Provided material ▸

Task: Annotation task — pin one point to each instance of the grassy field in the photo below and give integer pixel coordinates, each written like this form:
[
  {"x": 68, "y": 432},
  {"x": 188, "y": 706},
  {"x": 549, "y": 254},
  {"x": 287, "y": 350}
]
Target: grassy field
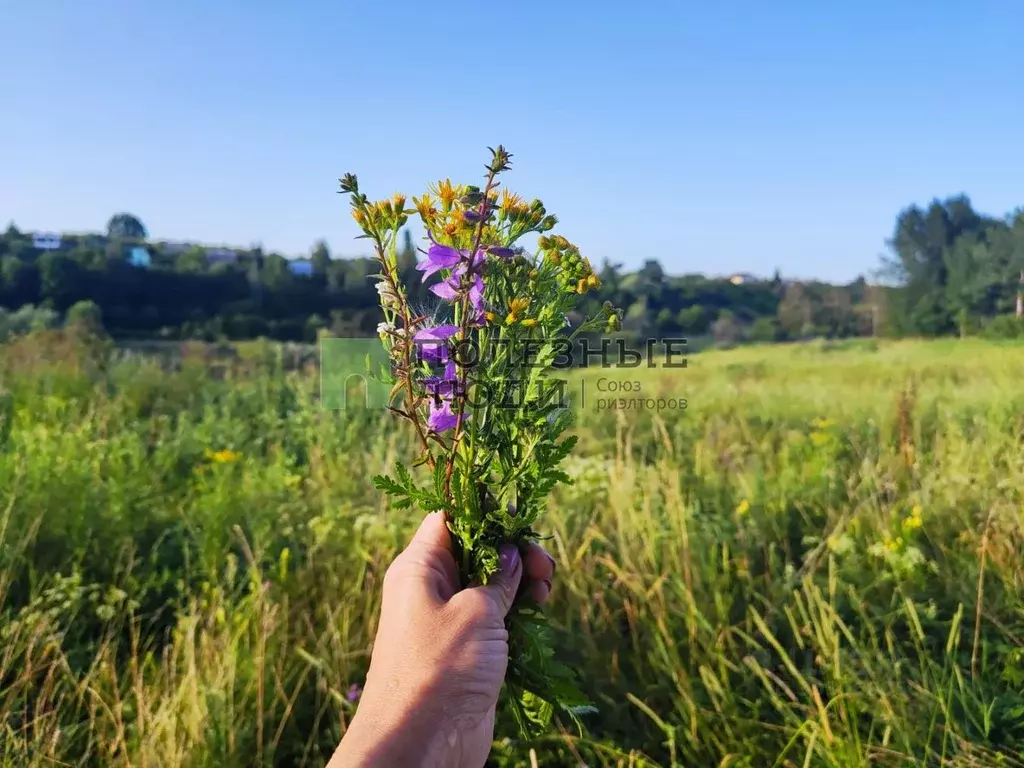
[{"x": 816, "y": 563}]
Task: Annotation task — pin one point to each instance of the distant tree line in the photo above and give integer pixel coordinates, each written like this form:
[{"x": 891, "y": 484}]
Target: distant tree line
[{"x": 952, "y": 270}]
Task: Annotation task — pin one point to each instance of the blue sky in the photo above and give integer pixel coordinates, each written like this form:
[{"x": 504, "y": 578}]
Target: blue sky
[{"x": 716, "y": 137}]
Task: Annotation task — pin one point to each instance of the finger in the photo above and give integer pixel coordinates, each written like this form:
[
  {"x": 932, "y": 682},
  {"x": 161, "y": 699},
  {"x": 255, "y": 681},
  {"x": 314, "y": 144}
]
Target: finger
[
  {"x": 432, "y": 534},
  {"x": 428, "y": 559},
  {"x": 540, "y": 591},
  {"x": 505, "y": 584},
  {"x": 540, "y": 565}
]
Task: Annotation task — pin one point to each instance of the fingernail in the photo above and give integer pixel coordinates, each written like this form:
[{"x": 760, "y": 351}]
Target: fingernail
[{"x": 508, "y": 556}]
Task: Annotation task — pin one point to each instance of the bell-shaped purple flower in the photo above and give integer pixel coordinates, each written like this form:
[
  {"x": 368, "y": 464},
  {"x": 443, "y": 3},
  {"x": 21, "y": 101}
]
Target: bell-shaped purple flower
[
  {"x": 438, "y": 257},
  {"x": 441, "y": 418},
  {"x": 432, "y": 342}
]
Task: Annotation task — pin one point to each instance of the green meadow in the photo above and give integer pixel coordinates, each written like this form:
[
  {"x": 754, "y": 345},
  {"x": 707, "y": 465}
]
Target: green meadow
[{"x": 816, "y": 562}]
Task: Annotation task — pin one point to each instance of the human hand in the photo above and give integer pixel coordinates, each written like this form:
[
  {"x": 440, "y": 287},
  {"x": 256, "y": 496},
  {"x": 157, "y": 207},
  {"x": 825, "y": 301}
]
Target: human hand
[{"x": 439, "y": 656}]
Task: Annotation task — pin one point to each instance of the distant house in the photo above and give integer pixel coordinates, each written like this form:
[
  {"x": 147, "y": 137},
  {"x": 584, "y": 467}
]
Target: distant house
[
  {"x": 301, "y": 267},
  {"x": 221, "y": 256},
  {"x": 741, "y": 278},
  {"x": 138, "y": 256},
  {"x": 45, "y": 241},
  {"x": 172, "y": 248}
]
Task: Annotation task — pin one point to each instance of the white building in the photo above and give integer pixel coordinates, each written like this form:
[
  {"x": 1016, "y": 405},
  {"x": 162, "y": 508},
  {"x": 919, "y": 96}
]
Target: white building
[{"x": 45, "y": 241}]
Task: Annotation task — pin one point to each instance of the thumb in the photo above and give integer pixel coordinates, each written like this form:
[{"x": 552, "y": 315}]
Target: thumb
[{"x": 505, "y": 584}]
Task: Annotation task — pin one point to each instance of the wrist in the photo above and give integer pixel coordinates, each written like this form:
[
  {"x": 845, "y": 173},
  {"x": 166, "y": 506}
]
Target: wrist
[{"x": 391, "y": 729}]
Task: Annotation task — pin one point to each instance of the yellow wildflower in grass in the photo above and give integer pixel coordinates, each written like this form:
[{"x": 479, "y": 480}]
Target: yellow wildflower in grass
[
  {"x": 913, "y": 520},
  {"x": 517, "y": 306},
  {"x": 425, "y": 207},
  {"x": 223, "y": 457},
  {"x": 446, "y": 193}
]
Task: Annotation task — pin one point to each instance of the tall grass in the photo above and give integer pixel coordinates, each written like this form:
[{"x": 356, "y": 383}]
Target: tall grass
[{"x": 816, "y": 563}]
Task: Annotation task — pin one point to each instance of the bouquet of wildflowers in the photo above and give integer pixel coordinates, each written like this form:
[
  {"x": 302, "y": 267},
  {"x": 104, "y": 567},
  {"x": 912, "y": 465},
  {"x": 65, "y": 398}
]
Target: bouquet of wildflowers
[{"x": 474, "y": 376}]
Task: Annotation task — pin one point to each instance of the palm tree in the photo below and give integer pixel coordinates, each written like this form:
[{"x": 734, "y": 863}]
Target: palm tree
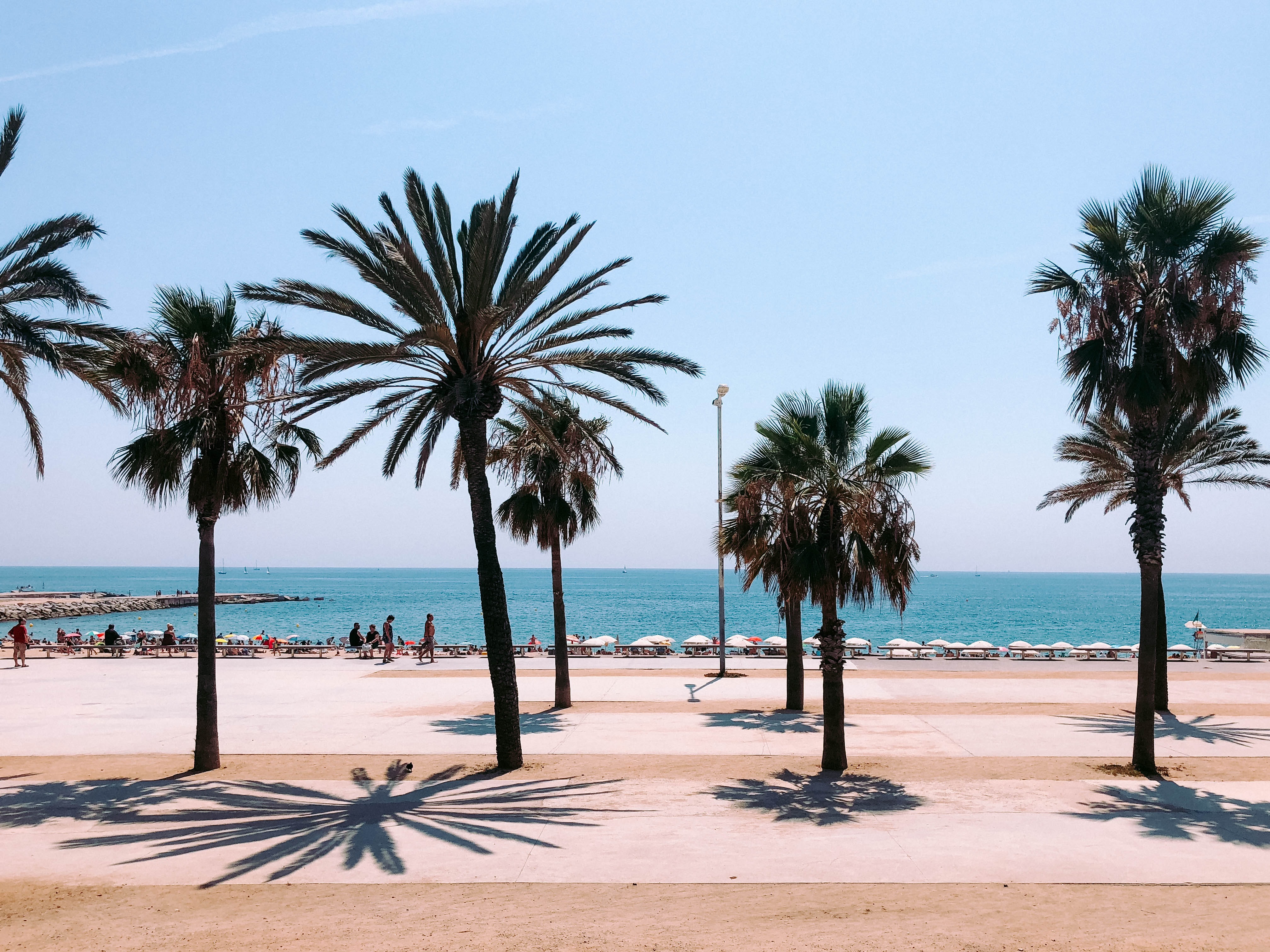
[
  {"x": 554, "y": 457},
  {"x": 770, "y": 539},
  {"x": 210, "y": 398},
  {"x": 1199, "y": 450},
  {"x": 469, "y": 329},
  {"x": 1154, "y": 324},
  {"x": 861, "y": 525},
  {"x": 32, "y": 276}
]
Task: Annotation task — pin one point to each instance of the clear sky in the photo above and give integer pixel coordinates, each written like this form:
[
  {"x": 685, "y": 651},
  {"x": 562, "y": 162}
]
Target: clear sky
[{"x": 823, "y": 190}]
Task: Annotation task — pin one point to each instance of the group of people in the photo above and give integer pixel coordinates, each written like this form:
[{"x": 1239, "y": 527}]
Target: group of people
[{"x": 376, "y": 640}]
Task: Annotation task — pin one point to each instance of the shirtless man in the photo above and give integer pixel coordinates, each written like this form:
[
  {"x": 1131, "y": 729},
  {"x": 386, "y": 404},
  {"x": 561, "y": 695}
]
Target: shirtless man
[
  {"x": 388, "y": 639},
  {"x": 430, "y": 642},
  {"x": 21, "y": 638}
]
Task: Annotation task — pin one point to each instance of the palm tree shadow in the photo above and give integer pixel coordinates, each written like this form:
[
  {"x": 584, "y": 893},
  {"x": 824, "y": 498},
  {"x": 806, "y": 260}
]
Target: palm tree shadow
[
  {"x": 544, "y": 723},
  {"x": 774, "y": 722},
  {"x": 823, "y": 799},
  {"x": 290, "y": 827},
  {"x": 1175, "y": 812},
  {"x": 1170, "y": 727}
]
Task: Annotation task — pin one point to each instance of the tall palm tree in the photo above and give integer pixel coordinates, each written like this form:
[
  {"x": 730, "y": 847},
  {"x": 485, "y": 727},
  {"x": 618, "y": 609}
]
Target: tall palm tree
[
  {"x": 1201, "y": 449},
  {"x": 210, "y": 398},
  {"x": 32, "y": 276},
  {"x": 770, "y": 537},
  {"x": 468, "y": 331},
  {"x": 554, "y": 457},
  {"x": 853, "y": 488},
  {"x": 1154, "y": 324}
]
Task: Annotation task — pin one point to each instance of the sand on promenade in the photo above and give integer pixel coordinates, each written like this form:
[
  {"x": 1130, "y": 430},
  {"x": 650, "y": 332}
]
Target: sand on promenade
[{"x": 638, "y": 918}]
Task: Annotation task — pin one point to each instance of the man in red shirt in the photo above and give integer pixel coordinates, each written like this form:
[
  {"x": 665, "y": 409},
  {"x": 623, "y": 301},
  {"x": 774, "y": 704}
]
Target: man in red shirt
[{"x": 21, "y": 637}]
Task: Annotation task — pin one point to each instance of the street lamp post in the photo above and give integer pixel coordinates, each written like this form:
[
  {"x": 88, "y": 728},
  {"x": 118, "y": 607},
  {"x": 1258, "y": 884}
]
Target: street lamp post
[{"x": 723, "y": 650}]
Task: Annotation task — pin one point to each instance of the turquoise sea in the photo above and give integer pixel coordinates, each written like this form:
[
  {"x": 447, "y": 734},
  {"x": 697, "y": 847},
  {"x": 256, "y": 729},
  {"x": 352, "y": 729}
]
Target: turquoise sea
[{"x": 998, "y": 607}]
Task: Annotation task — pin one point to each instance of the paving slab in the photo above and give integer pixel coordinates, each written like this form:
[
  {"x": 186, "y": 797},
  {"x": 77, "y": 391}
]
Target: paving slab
[{"x": 511, "y": 828}]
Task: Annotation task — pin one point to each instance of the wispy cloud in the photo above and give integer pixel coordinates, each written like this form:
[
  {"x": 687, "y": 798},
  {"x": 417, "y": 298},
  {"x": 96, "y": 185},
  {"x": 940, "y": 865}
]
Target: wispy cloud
[
  {"x": 280, "y": 23},
  {"x": 384, "y": 129}
]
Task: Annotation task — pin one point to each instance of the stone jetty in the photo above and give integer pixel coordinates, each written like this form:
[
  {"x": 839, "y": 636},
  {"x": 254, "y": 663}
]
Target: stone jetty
[{"x": 73, "y": 605}]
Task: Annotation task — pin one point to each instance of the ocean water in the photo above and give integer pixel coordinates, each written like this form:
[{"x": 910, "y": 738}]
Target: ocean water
[{"x": 998, "y": 607}]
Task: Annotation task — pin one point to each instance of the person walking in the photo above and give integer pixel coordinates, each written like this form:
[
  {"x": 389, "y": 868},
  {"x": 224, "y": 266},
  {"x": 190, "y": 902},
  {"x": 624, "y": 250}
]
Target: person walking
[
  {"x": 430, "y": 642},
  {"x": 21, "y": 637},
  {"x": 388, "y": 639}
]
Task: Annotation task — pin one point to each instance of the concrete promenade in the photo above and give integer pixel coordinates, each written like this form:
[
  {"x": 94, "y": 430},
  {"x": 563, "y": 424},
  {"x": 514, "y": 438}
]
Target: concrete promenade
[{"x": 1004, "y": 775}]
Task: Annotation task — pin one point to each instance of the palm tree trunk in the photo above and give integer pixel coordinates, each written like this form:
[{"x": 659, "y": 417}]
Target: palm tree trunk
[
  {"x": 564, "y": 695},
  {"x": 493, "y": 597},
  {"x": 794, "y": 654},
  {"x": 834, "y": 756},
  {"x": 208, "y": 738},
  {"x": 1163, "y": 654}
]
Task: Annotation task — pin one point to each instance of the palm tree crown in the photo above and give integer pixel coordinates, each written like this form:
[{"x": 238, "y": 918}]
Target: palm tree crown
[
  {"x": 32, "y": 276},
  {"x": 206, "y": 385},
  {"x": 554, "y": 457},
  {"x": 1199, "y": 450},
  {"x": 477, "y": 328}
]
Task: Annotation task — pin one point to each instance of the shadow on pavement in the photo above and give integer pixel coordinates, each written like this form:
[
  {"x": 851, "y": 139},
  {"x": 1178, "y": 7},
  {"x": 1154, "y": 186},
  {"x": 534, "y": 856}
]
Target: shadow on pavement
[
  {"x": 823, "y": 799},
  {"x": 544, "y": 723},
  {"x": 1170, "y": 727},
  {"x": 290, "y": 827},
  {"x": 1175, "y": 812},
  {"x": 774, "y": 722}
]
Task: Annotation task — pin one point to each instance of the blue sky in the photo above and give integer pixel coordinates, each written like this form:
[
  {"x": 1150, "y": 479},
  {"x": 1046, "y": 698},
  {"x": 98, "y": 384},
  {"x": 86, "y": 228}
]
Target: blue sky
[{"x": 822, "y": 190}]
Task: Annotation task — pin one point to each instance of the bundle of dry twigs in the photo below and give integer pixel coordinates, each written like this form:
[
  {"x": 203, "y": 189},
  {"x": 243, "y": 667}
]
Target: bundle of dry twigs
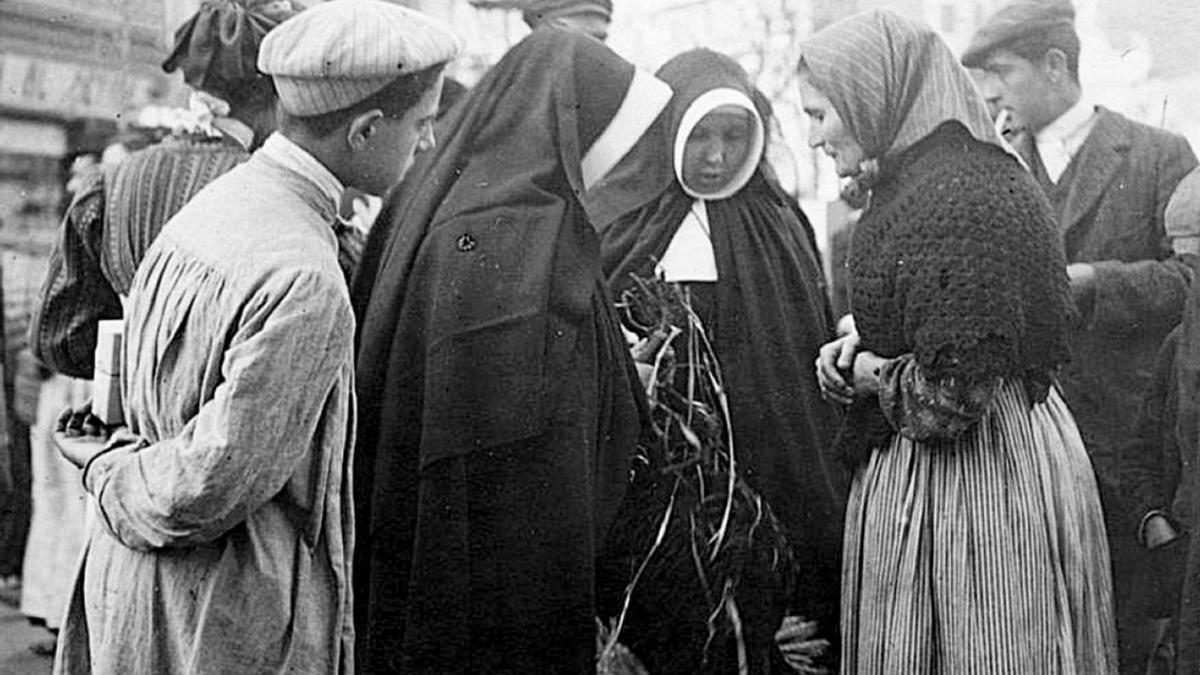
[{"x": 705, "y": 569}]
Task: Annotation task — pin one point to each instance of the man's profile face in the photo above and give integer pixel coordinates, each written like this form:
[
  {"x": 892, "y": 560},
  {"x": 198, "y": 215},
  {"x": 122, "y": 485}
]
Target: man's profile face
[
  {"x": 1020, "y": 87},
  {"x": 397, "y": 141}
]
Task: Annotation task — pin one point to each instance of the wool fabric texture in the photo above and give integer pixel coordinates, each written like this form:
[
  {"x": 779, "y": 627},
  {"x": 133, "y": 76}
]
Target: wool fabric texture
[
  {"x": 767, "y": 316},
  {"x": 341, "y": 52},
  {"x": 958, "y": 263},
  {"x": 893, "y": 81},
  {"x": 1015, "y": 21},
  {"x": 499, "y": 407},
  {"x": 217, "y": 47},
  {"x": 1182, "y": 215}
]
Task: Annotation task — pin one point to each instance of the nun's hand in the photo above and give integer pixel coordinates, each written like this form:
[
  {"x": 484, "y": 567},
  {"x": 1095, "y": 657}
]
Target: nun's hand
[
  {"x": 79, "y": 435},
  {"x": 835, "y": 368}
]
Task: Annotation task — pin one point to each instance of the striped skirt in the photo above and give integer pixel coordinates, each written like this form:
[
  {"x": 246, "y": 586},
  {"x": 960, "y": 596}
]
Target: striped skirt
[{"x": 982, "y": 555}]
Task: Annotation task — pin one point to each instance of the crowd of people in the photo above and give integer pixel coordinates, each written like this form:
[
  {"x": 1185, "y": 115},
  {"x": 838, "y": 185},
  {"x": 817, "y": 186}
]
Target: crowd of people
[{"x": 435, "y": 436}]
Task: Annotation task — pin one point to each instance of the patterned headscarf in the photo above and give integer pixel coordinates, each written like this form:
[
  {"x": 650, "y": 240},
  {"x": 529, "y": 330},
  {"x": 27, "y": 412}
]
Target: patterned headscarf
[
  {"x": 217, "y": 48},
  {"x": 893, "y": 81},
  {"x": 538, "y": 11}
]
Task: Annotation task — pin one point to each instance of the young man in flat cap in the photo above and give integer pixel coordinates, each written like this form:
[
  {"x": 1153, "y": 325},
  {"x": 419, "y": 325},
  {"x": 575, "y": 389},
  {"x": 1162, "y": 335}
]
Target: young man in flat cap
[
  {"x": 225, "y": 532},
  {"x": 1108, "y": 180}
]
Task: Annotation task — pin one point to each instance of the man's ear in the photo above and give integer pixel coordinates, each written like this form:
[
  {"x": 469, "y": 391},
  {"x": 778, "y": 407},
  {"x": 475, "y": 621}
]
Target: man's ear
[
  {"x": 361, "y": 129},
  {"x": 1056, "y": 64}
]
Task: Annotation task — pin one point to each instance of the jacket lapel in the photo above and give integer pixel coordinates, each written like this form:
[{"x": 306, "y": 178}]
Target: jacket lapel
[{"x": 1103, "y": 153}]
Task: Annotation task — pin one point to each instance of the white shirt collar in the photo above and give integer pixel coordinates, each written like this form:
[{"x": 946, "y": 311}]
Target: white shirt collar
[
  {"x": 1069, "y": 127},
  {"x": 283, "y": 150},
  {"x": 1061, "y": 139}
]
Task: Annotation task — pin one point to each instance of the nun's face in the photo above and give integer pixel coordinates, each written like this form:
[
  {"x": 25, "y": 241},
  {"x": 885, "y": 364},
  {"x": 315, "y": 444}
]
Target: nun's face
[
  {"x": 827, "y": 131},
  {"x": 717, "y": 148}
]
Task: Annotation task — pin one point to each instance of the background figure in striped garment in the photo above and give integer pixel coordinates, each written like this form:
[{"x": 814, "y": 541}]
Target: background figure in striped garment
[
  {"x": 975, "y": 539},
  {"x": 117, "y": 214}
]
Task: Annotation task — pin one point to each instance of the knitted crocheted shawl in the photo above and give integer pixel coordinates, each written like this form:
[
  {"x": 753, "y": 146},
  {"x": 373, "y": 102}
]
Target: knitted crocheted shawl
[{"x": 959, "y": 262}]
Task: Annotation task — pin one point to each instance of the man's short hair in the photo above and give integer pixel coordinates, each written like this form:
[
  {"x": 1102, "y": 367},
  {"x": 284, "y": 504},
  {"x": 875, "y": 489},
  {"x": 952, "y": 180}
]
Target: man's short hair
[
  {"x": 394, "y": 100},
  {"x": 1033, "y": 46}
]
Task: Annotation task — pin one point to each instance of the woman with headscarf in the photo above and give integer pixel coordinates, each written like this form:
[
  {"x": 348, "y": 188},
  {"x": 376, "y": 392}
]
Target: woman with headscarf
[
  {"x": 498, "y": 405},
  {"x": 745, "y": 255},
  {"x": 975, "y": 541},
  {"x": 118, "y": 211}
]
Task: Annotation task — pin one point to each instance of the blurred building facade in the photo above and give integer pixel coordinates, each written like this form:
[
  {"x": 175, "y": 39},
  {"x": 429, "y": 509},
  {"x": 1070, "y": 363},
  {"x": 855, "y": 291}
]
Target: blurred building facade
[{"x": 72, "y": 73}]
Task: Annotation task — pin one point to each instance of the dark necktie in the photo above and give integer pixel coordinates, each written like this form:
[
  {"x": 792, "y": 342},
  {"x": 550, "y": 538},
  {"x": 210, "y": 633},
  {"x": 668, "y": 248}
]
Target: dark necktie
[
  {"x": 351, "y": 242},
  {"x": 1037, "y": 167}
]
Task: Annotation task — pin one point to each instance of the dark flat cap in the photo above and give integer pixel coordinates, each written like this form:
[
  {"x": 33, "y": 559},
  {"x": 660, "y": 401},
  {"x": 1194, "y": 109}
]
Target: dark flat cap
[{"x": 1015, "y": 21}]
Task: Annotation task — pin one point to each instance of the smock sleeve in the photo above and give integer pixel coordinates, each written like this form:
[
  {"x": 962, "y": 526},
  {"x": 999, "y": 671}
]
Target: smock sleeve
[{"x": 261, "y": 428}]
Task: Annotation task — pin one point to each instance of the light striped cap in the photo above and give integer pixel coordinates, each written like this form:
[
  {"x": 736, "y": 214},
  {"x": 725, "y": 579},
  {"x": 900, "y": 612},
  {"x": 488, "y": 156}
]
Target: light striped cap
[{"x": 341, "y": 52}]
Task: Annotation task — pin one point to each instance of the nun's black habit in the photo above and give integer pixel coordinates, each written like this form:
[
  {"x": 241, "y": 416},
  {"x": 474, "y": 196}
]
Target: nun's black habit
[
  {"x": 768, "y": 314},
  {"x": 498, "y": 405}
]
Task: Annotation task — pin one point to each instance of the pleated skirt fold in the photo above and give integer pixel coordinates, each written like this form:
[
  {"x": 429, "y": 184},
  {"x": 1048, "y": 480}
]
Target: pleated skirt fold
[{"x": 981, "y": 555}]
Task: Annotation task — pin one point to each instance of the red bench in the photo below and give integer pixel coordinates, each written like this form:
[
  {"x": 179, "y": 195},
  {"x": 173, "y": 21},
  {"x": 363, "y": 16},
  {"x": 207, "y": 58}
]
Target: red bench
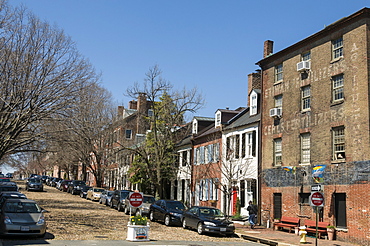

Set task ▸ Find the line containing "the dark flat" in the listing above. Restate it and every line after it, word for word, through the final line, leaving out the pictures.

Solution ▸
Task: Annotation task — pin one point to each instance of the dark flat cap in the photo above and give integer pixel coordinates, each written like this form:
[
  {"x": 33, "y": 559},
  {"x": 660, "y": 401},
  {"x": 1194, "y": 109}
]
Target: dark flat cap
[{"x": 1015, "y": 21}]
Task: Annotation task — pin one point to each instance of the smock sleeve in the photo above and give integer pixel coordinates, each written like this form:
[
  {"x": 962, "y": 526},
  {"x": 999, "y": 671}
]
Target: smock sleeve
[{"x": 261, "y": 428}]
Task: Annotation task — pin one point to each instance of the light striped cap in the photo above and give integer pixel coordinates, each written like this form:
[
  {"x": 736, "y": 214},
  {"x": 725, "y": 579},
  {"x": 900, "y": 612},
  {"x": 488, "y": 156}
]
Target: light striped cap
[{"x": 341, "y": 52}]
Task: Annotation task — pin one point to each instance of the nun's black habit in the photo above and give integer pixel coordinates, each written like this form:
[
  {"x": 241, "y": 416},
  {"x": 474, "y": 196}
]
Target: nun's black habit
[
  {"x": 768, "y": 314},
  {"x": 498, "y": 405}
]
Task: Annotation task — pin one point to each instance of the pleated skirt fold in the photo above and give integer pixel coordinates, each written like this form:
[
  {"x": 429, "y": 184},
  {"x": 1048, "y": 480}
]
Target: pleated skirt fold
[{"x": 981, "y": 555}]
Task: Annotation task — pin one point to each instance of the red bench in the photo below and give integer pixel coordinates, each written like this form:
[
  {"x": 179, "y": 195},
  {"x": 173, "y": 21},
  {"x": 363, "y": 16},
  {"x": 207, "y": 58}
]
Target: red bench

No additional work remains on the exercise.